DIRECTION →
Copy out the listing below word for word, keeping every line in its original order.

Rows from an object-pointing dataset

* start *

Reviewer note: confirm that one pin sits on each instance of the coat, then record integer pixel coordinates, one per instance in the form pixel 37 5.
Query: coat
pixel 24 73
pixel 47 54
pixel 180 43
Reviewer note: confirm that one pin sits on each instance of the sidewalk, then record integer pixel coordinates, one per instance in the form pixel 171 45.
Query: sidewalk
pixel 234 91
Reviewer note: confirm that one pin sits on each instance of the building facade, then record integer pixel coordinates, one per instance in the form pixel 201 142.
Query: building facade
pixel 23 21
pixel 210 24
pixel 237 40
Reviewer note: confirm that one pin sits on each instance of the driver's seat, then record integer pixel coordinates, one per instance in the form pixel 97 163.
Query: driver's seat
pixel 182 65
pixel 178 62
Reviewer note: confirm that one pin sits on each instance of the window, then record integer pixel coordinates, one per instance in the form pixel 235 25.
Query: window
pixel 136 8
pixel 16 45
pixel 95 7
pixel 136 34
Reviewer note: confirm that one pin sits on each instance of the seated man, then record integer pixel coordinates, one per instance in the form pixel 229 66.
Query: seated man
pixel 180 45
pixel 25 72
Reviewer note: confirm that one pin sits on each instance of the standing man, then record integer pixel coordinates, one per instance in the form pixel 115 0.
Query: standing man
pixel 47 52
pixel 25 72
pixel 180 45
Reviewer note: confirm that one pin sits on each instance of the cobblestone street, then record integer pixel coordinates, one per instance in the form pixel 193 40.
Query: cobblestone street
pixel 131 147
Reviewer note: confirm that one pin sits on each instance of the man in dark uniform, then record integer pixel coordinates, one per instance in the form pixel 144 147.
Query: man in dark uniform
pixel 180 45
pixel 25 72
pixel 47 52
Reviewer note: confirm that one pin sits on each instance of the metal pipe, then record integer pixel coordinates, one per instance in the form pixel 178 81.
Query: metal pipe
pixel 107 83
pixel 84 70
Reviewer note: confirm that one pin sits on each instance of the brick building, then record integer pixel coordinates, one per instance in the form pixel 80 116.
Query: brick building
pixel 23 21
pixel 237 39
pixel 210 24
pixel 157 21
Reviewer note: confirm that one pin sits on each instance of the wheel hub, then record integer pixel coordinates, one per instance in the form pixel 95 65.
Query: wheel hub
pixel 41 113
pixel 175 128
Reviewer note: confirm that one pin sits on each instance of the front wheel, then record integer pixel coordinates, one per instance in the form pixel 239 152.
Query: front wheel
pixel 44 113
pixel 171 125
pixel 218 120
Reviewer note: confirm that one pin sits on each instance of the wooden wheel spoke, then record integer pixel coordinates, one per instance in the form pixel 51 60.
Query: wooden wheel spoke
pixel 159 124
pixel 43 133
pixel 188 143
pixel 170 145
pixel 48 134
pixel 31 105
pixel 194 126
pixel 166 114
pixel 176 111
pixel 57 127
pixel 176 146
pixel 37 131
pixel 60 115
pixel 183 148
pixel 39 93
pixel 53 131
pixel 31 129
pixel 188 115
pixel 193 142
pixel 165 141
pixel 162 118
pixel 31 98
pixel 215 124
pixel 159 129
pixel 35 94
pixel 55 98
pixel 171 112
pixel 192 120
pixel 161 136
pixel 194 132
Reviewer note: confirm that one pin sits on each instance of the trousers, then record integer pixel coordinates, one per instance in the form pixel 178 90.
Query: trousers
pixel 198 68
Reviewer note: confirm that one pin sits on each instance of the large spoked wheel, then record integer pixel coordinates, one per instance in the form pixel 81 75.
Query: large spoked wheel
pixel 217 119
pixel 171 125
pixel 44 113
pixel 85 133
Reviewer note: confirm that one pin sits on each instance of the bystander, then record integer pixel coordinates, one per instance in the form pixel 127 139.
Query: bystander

* end *

RESPONSE TO THE TASK →
Reviewer note: confirm that one pin sits on each instance of the coat, then record integer pixel coordinates, one per instance in the form pixel 37 5.
Query: coat
pixel 24 73
pixel 47 54
pixel 180 43
Reviewer note: confirm that one pin sits on each instance of the sidewalk, then record integer pixel coordinates, one per instance in the form pixel 171 45.
Query: sidewalk
pixel 234 91
Reviewer note: confirm that one pin sits on each instance of the building facade, then record integer pixel coordinates, one per instance in the form pixel 201 142.
Query: building facade
pixel 23 21
pixel 210 24
pixel 237 40
Reviewer note: confirm that one pin sits on each instance of the driver's seat, then record integer pixel coordinates, one per instance in the form pixel 97 163.
Query: driver's seat
pixel 182 65
pixel 178 62
Reviewer note: confirm that one pin sits on each instance of the window, then record integer pixel coordinates, one per instance in the form pixel 235 25.
Query: window
pixel 136 8
pixel 16 45
pixel 95 7
pixel 136 34
Reviewer note: confirm that one pin sits on each instance of the seated man, then record integer pixel coordinates, one per instance in the form pixel 229 66.
Query: seated man
pixel 180 45
pixel 25 72
Reviewer note: confirm that one pin sits on each instance of the standing man, then record integer pixel coordinates, one per instance in the form pixel 115 0.
Query: standing man
pixel 47 52
pixel 25 72
pixel 180 45
Reviewer note: confirm that one pin sits on each instance of the cobblestone street, then record integer pixel coordinates, one per instance in the form pixel 193 40.
Query: cobblestone street
pixel 131 147
Reviewer note: confirm that one pin sits on each instance of the man in dark uniform, then record integer pixel coordinates, one per instance in the form pixel 144 147.
Query: man in dark uniform
pixel 180 45
pixel 25 72
pixel 47 52
Reviewer note: confirm that one pin sits on each instance of the metal pipe, then record integer pixel coordinates, one per instance in the form pixel 178 81.
Query: metal pipe
pixel 107 83
pixel 84 70
Reviewer note: confirm that one pin sits on each instance of the brick building, then record integer pixel coordinates, one per instance in the form pixel 80 116.
Query: brick building
pixel 23 21
pixel 237 39
pixel 210 24
pixel 157 21
Reviewer note: confirm that one pin sits on each instance of the wheel hub, then record integer pixel coordinates, one per instance in the form pixel 95 65.
Query: wheel hub
pixel 41 113
pixel 175 128
Reviewer note: confirm that one pin sits on each instance of the front wheel, then record integer pixel coordinates, one per instance in the form pixel 239 152.
Query: front wheel
pixel 44 113
pixel 171 125
pixel 218 120
Reviewer note: confirm that one pin sits on each instance of the wooden wheel spoke, then record integer pixel coordinates, one per instance in the form pixel 51 60.
Query: wooden wheel spoke
pixel 159 124
pixel 43 133
pixel 188 143
pixel 170 145
pixel 48 134
pixel 31 105
pixel 194 126
pixel 166 114
pixel 176 111
pixel 57 127
pixel 176 146
pixel 37 131
pixel 60 115
pixel 183 148
pixel 39 93
pixel 53 131
pixel 31 129
pixel 188 115
pixel 193 142
pixel 165 141
pixel 162 118
pixel 31 98
pixel 215 124
pixel 159 129
pixel 35 94
pixel 55 98
pixel 171 112
pixel 192 120
pixel 161 136
pixel 194 132
Reviewer note: confirm that one pin sits on each instance of the trousers, then record integer pixel coordinates, one per instance in the form pixel 178 90.
Query: trousers
pixel 198 68
Reviewer note: confirm that one pin sits on each instance of the large spoked wheel, then record integer pixel coordinates, one per instance in the form pixel 81 75.
Query: large spoked wheel
pixel 217 119
pixel 171 125
pixel 44 113
pixel 85 133
Reviewer note: confirm that one pin sits on each instance of the bystander, then record integer pixel coordinates, one per instance in the form pixel 127 139.
Query: bystander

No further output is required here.